> [Exercise tasks]
- a) Could you transcribe the passage of the Battlefield 1 text from "They Changed It, Now" to "and skilled players."?
- b) According to the Battlefield 1 text, which faction did In the Name of the Tsar feature that nobody expected?
- c) Can you sum up the Battlefield 1 text in two sentences?

> [Text under study]
:::::

That One Sidequest: Getting 10 revives in match when you don't have a coordinated team. You need it to complete the medic's basic challenge. The issue here isn't revival not being any good, it's very useful, but having people stay around long enough to revive them, or not having it taken by a teammate first, can range from problematic to rendering it impossible. Players can choose to forego any revival to move to the spawn screen, and it's quite possible to have it happen a lot in one match, or you might just not get anybody who dies in a spot where you can safely revive them.
They Changed It, Now It Sucks!: Some veteran fans of the Battlefield franchise have complained how the new mechanics have made the game too casual. Most notably, inclusion of bayonet charging, Behemoths, Elite classes, and the sniper sweet spot mechanic are derided as cheap tactics that allow inexperienced players to beat more experienced and skilled players.
Some felt that the lack of a Central Powers Campaign was a huge oversight that undermined the game's Grey and Gray Morality message, as underlined in the prologue's ending.
Despite being featured on the cover and much of the promotional material, you only play as a Harlem Hellfighter in the brief opening sequence, rather than a full story. The mission they are in also consists of the player repeatedly dying. This hammers home how awful the war was, but perhaps unintentionally turns this into a case of Black Dude Dies Firsten masse.
Who makes a game with a Gallipoli campaign and sets it on the day after the landings? We were so close to having WWI D-Day.
The Support class is both a low and high tier version. Although the machine guns used by the class are rather cumbersome and sluggish, their gadgets are considered to be highly overpowered. The mortar allows the support class to bombard the enemy with explosives from long range without any warning. The limpet charge, while a short-range weapon, can blow up entire buildings and take out a third of a heavy tank's health. The crossbow can shoot grenades capable of bouncing off walls and into entrenched enemy positions. Oh and all of their gadget ammunition can be replenished by the ammo crate gadget, allowing the class to turn the entire game into an explosion fest.
The Scout class is considered to be rather overpowered. In Battlefield 3 and Battlefield 4, the sniper class was considered next to worthless since they can be easily outgunned by the other classes and lacked versatility. However, in Battlefield 1, the longer "time-to-kill" of the other classes means that there's less of firepower gap and while also having a "Sweet Spot" mechanic that turns their sniper rifles into One-Hit Kill machines at certain ranges.
Unconventional Learning Experience: From the point when the first trailer came out, there was an outpouring of interest in World War I, which many players were barely familiar with or knew nothing about. The game itself also contains a codex with a variety of insights into the war and the time period. All this seems to be an ongoing theme of the game to revitalize the interest in World War I.
Unexpected Character: In the Name of the Tsar featured the The Red Army as a faction, which nobody expected to be present, and was kept in secret by DICE and EA before their reveal at Gamescom. To emphasize just how hidden they are, not even the official trailer showed them.
On debut, the very fact that it was a mainstream, big-budget shooter focused on World War I — a setting that has long been considered by publishers as poisonous to sales numbers — gained the game significant praise and won over many who were disillusioned over the trend of modern-day and futuristic shooters.
Also worth noting is that while Battlefield 4 had most of its crippling bugs patched out post-launch, and even became one of the more played entries, some felt that the damage had already been done and refused to go back to it. This game managed to win even those people back to the franchise.

:::::

(Records excerpted from a collection)
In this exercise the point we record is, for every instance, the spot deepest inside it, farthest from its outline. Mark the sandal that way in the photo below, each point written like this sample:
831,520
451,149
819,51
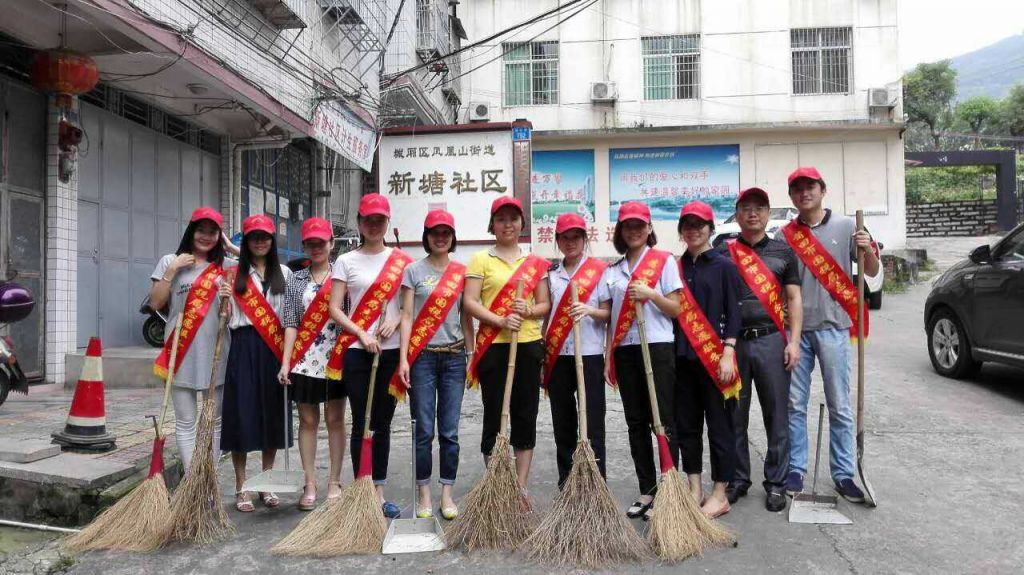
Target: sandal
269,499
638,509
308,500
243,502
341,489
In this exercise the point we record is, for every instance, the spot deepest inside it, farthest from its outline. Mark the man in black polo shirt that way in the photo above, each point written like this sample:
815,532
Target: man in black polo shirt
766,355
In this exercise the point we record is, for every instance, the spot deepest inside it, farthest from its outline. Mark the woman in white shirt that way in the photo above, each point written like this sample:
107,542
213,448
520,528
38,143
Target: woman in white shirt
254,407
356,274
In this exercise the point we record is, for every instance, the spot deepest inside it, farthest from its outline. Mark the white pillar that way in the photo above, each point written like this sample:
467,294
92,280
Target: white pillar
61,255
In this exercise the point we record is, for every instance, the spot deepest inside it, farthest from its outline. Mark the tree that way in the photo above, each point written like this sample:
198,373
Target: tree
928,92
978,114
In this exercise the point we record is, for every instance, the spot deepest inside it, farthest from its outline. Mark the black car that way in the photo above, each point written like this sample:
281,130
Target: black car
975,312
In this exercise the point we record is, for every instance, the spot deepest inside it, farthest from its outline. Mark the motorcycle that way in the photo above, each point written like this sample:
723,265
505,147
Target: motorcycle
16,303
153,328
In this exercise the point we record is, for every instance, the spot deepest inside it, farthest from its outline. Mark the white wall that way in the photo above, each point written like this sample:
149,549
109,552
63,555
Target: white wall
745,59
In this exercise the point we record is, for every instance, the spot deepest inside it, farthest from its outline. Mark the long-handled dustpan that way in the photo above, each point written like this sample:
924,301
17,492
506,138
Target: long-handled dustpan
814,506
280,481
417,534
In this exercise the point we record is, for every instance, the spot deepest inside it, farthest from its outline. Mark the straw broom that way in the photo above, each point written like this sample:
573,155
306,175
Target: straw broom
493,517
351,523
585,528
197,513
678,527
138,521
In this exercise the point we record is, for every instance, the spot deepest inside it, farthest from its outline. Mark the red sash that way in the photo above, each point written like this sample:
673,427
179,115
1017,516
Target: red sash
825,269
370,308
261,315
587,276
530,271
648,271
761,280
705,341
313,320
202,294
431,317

:::::

> [Responses in order]
- a)
They Changed It, Now It Sucks!: Some veteran fans of the Battlefield franchise have complained how the new mechanics have made the game too casual. Most notably, inclusion of bayonet charging, Behemoths, Elite classes, and the sniper sweet spot mechanic are derided as cheap tactics that allow inexperienced players to beat more experienced and skilled players.

- b) The Red Army.

- c) Some veteran fans criticized Battlefield 1 for new mechanics they considered too casual, for gaps such as the missing Central Powers Campaign, and for classes like Support and Scout that players saw as overpowered. The game also drew praise for sparking interest in World War I, for bringing a big-budget shooter to that setting, and for winning back players who had left the franchise after Battlefield 4.